* _SUPPLIED TEXT_:
Rhode Island Sexual Abuse Lawsuits

Rhode Island Sexual Abuse Assault LawsuitsRhode Island has made efforts to change its statute of limitation laws (SOLs) to allow survivors of sexual abuse and assault to get justice against their abusers, while also allowing for compensation. These laws enable lawyers handling sexual abuse claims in Rhode Island to file cases against sexual predators, including clergy members.

Below you will find information on Rhode Island’s statute of limitations laws. These laws are important because they dictate how long a lawyer handling an Rhode Island sexual assault case has to file a claim on behalf of a survivor. In addition, we’ve compiled a list of Rhode Island’s settlements and jury awards received by sexual abuse and assault survivors and a list of Rhode Island’s ‘credibly’ accused priests released by the dioceses.

Rhode Island Statute of Limitations for Sexual Abuse & Assault

Prior to 2019, Rhode Island had made no changes to its statute of limitation laws for child sex abuse claims since 2002. However, in 2019 a highlight of their SOL reform was to pass a civil revival law to help sexual abuse survivors.

Criminal Statute of Limitation Laws for Rhode Island

In 1985, Rhode Island eliminated the criminal SOL for 1st degree sexual assault and 1st and 2nd degree child molestation. This left the SOL for victims of all other child sex abuse crimes at 3 years. Child USA, who has evaluated every state based on their criminal statute of limitation laws, gave Rhode Island a Criminal SOL score of 3, on a 1-5 scale, where 5 is the highest. A score of 3 is defined as a criminal SOL eliminated for felonies only.

Civil Statute of Limitation Laws for Rhode Island

In 1993, Rhode Island passed a liberal 7-year discovery rule, or time to file a claim against an abuser once a sexual assault is ‘remembered’ by a survivor. In 2019, the state extended its civil SOL to age 53 (age of majority, 18, plus 35 years) with an expanded 7-year discovery rule to include perpetrators, private organizations, and government. The 2019 passed legislation also included a revival window with an age cap of 53 to allow survivors with previously expired claims to file new claims against their sexual abusers. In addition, only Rhode Island and Connecticut have civil SOL laws that are both retroactive and have an age cap. This is different from most other states who typically have a fixed time period, or ‘window’, in which expired claims can be revived for a certain time period.

Child USA, who has also evaluated every state based on their civil statute of limitation laws, gave Rhode Island a Civil SOL Age Cap score of 4, on a 1-5 scale, where 5 is the highest. A score of 4 is defined as a civil SOL age cap for survivors age 50 and older. Additionally, Child USA gave Rhode Island a related SOL Revival Law score of 2 on the same 1-5 scale. A score of 2 is defined as a revival window, revival up to a certain age or revival of all claims, against perpetrators only.

Go to our main sexual abuse page to learn more about the process of filing a clergy sexual abuse claim.

Rhode Island Sexual Abuse Settlements & Jury Awards

The Roman Catholic Diocese of Providence, RI has paid an estimated $24 million over the last 20 years to survivors of priest sex abuse. Below is a summary of the announced settlements.

* _TASK LIST_:
1 - Answer these from the page on Rhode Island sexual abuse lawsuits:
(a) In what year did Rhode Island eliminate the criminal statute of limitations for 1st degree sexual assault?
(b) To what age did the 2019 law extend the state's civil statute of limitations?
(c) About how much has the Roman Catholic Diocese of Providence paid to survivors over the last 20 years?
2 - Rewrite everything from "Rhode Island Statute" down to "sexual abuse survivors." in the page on Rhode Island sexual abuse lawsuits, putting "key part" in place of "highlight".
3 - Pick up the page on Rhode Island sexual abuse lawsuits after its last sentence and keep writing.
The items that come next have no connection to the page on Rhode Island sexual abuse lawsuits.

* _INFORMATION GIVEN_:
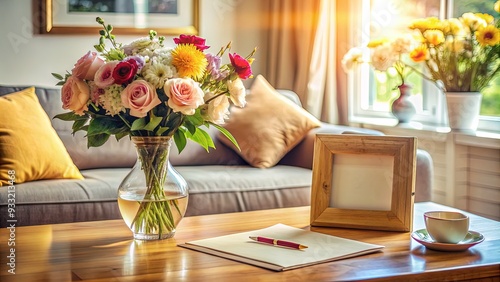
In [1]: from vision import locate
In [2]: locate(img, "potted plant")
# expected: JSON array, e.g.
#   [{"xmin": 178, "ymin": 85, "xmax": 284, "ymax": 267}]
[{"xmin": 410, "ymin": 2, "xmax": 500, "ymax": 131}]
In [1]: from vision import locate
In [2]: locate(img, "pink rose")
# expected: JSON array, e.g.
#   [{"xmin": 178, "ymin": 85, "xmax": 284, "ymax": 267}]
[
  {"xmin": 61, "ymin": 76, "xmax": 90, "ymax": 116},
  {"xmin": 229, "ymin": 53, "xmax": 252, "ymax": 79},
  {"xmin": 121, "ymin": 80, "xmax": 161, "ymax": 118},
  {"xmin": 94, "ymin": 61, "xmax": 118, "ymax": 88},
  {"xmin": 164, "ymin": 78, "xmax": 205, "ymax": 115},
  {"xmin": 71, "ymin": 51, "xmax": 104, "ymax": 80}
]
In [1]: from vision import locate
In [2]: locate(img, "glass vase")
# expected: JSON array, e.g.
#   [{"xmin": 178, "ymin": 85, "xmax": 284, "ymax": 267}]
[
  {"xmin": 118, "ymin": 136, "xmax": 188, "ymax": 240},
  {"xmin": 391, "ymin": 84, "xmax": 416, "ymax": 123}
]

* _RESPONSES FOR EACH TASK_:
1 -
(a) 1985
(b) Age 53
(c) An estimated $24 million

2 -
Rhode Island Statute of Limitations for Sexual Abuse & Assault

Prior to 2019, Rhode Island had made no changes to its statute of limitation laws for child sex abuse claims since 2002. However, in 2019 a key part of their SOL reform was to pass a civil revival law to help sexual abuse survivors.

3 -
September 2002 – The Roman Catholic Diocese of Providence agreed to pay $13.5 million to settle a lawsuit filed by 36 sexual abuse survivors. The survivors claim that 11 priests sexually abused them as children in the prior decades. 8 of the survivors alleged that they were molested by Rev. James M. Silva who was convicted of sexual abuse in 1995. In response to the settlement, one of the survivors said in an interview that filing a lawsuit was the only way to get the church to publicly take responsibility for the abuse, and to prevent future abuse.

July 2005 – The Roman Catholic Diocese of Providence settled 50 sexual abuse claims worth $2 million from September 2002 to July 2005.

August 2008 – The Roman Catholic Diocese of Providence agreed to pay $1.3 million to settle a lawsuit filed by four sexual abuse survivors and their families. The survivors claim that multiple priests sexually abused them when they were boys. One of the attorneys of the survivors in response to the settlement said, “”It [settlement] is more an issue of validation. And in that sense they [survivors] feel validated.”

February 2019 – With a comprehensive announcement, the Roman Catholic Diocese of Providence said that it had paid out nearly $24 million to sexual abuse survivors. The $24 million total included $2.3 million for counseling services to “resolve” more than 130 claims of sexual abuse within the diocese

*The settlements listed above are offered for educational purposes only and do not guarantee any future outcome or settlement. Each legal situation is different, and past performance does not guarantee future results. We do not maintain that is a full list of all settlements in the state of Rhode Island but merely a grouping of those we choose to share on our website. Please contact us if you would like additional settlements included or if you notice any inaccuracies on our site. We strive to provide our viewers the most up to date and accurate information as possible.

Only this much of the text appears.